━━━━━ Record set
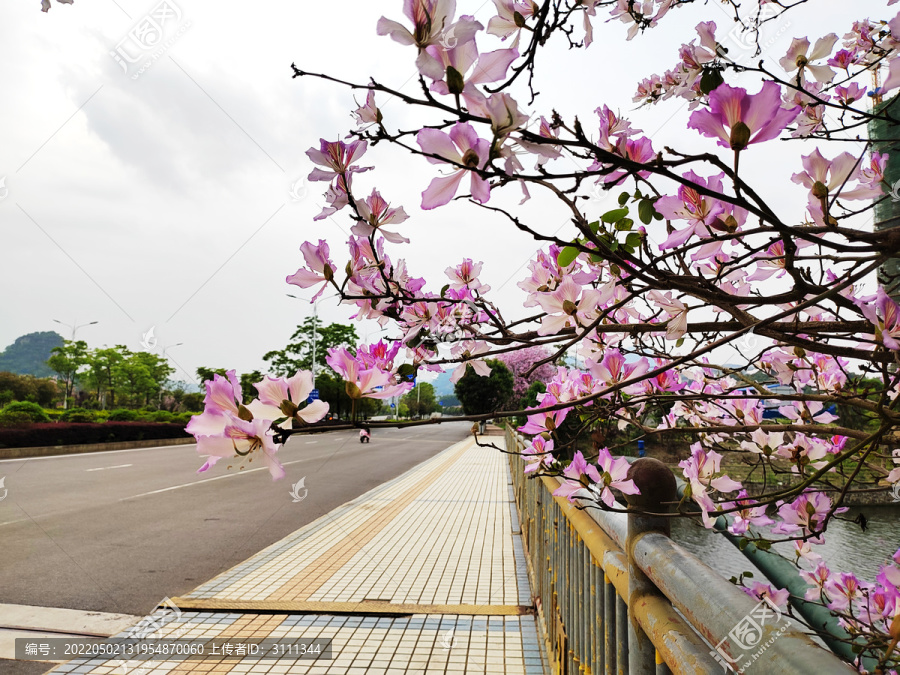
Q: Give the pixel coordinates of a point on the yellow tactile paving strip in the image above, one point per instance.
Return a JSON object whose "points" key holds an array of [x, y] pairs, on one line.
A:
{"points": [[437, 543], [439, 535]]}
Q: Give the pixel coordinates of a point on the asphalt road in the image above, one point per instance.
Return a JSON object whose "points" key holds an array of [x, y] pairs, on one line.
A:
{"points": [[119, 531]]}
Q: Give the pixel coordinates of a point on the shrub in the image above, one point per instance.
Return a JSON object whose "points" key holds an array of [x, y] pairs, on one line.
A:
{"points": [[122, 415], [14, 419], [34, 412], [77, 416]]}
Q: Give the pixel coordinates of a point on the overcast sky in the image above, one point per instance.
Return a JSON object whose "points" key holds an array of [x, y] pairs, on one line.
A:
{"points": [[172, 198]]}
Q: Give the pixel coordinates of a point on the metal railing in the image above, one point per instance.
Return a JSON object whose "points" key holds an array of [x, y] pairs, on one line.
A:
{"points": [[617, 596]]}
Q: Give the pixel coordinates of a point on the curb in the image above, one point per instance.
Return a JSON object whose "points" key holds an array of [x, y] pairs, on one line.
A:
{"points": [[50, 450]]}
━━━━━━━━━━
Repeat the material above verbatim, starting at the line that contains "Q: Give the pixel coordinates of a point on the shrub" and ending with the last line of the material.

Q: Give the pixel coordinates of a point on the shrub in the image above, one point per instance.
Return a JSON object whose "points" key holds an array of [x, y] pairs, on one line.
A:
{"points": [[122, 415], [14, 419], [34, 412], [77, 416]]}
Q: Give the pixel coordinates of a point on the overcast sky in the image above, one point per instance.
Return a JSON object whose "points" key holds an array of [x, y] pairs, on one line.
A:
{"points": [[172, 198]]}
Q: Give the pixel coordinates of a point on the metal railing in the image above, one point per instance.
Return a JSON object whose "points" key holds an array of [x, y] pairs, on one line.
A:
{"points": [[617, 596]]}
Q: Give the pixel coordinates of a point on the curb in the image above, one point per instance.
Return a JSON object whose "points" key holds an array of [x, y] pairs, on one line.
A:
{"points": [[50, 450]]}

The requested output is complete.